# EXERCISE DETAILS
Reproduce word for word, from the entries below, the line with "where's the roof gable", the line with "where's the white fascia", and every line between them, and nothing more.

(Dataset entries)
★ ★ ★ ★

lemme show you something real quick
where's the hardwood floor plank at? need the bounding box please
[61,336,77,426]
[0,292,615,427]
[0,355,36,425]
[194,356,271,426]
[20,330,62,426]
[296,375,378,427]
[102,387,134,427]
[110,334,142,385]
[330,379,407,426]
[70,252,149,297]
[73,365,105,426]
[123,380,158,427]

★ ★ ★ ★

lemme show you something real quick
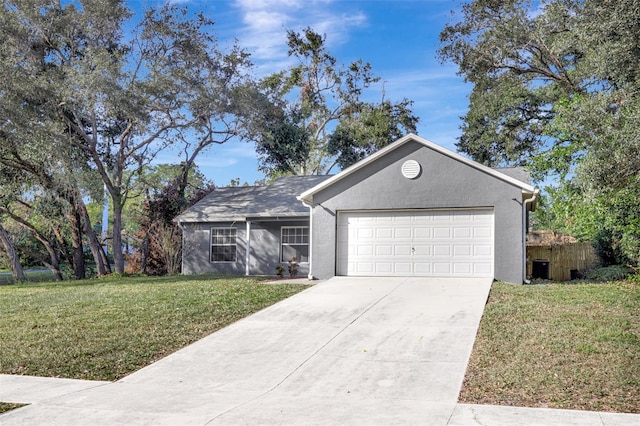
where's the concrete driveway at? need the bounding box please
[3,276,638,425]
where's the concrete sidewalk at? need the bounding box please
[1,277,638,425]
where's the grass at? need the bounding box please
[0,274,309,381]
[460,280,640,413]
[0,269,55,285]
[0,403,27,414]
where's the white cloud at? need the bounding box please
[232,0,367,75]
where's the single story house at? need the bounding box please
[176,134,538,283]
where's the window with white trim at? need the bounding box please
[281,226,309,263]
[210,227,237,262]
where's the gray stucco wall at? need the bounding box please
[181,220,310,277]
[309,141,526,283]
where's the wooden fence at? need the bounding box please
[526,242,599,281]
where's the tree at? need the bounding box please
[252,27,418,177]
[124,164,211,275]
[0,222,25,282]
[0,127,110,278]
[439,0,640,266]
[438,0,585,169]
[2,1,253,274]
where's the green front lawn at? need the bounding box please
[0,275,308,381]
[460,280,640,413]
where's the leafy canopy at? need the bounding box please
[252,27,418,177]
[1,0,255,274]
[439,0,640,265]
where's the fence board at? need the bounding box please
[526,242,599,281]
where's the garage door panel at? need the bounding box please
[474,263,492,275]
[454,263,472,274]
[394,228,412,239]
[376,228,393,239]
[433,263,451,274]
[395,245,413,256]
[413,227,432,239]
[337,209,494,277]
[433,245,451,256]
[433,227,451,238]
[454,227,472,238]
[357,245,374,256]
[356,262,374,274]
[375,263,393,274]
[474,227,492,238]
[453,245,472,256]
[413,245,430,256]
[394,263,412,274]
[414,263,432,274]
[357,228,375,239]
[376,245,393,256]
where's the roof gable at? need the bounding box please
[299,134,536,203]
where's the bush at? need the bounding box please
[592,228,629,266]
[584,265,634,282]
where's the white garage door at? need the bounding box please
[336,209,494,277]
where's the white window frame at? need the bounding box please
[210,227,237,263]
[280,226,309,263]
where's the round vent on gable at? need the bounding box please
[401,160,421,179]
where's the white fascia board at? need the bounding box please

★ ★ ★ ★

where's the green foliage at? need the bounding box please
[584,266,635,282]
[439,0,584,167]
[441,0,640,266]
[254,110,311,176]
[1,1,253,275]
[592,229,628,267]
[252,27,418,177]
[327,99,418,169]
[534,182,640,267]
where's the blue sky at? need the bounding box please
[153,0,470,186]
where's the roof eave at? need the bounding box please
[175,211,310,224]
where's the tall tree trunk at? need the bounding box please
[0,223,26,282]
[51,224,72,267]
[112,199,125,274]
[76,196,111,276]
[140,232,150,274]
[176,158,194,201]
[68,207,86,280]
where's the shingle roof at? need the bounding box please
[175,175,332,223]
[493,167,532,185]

★ ★ ★ ★

# WRITTEN ANSWER
where's the roof gable at? need the bounding box please
[299,134,536,203]
where's the bush at? need the bounding box please
[592,228,629,266]
[584,265,634,282]
where's the white garage door at? need the bounding box please
[336,209,494,277]
where's the white window frame at? need the bounding box please
[210,227,237,263]
[280,226,309,263]
where's the round vent on gable at? need the bounding box please
[401,160,421,179]
where's the white fascia board at? need the bounding box please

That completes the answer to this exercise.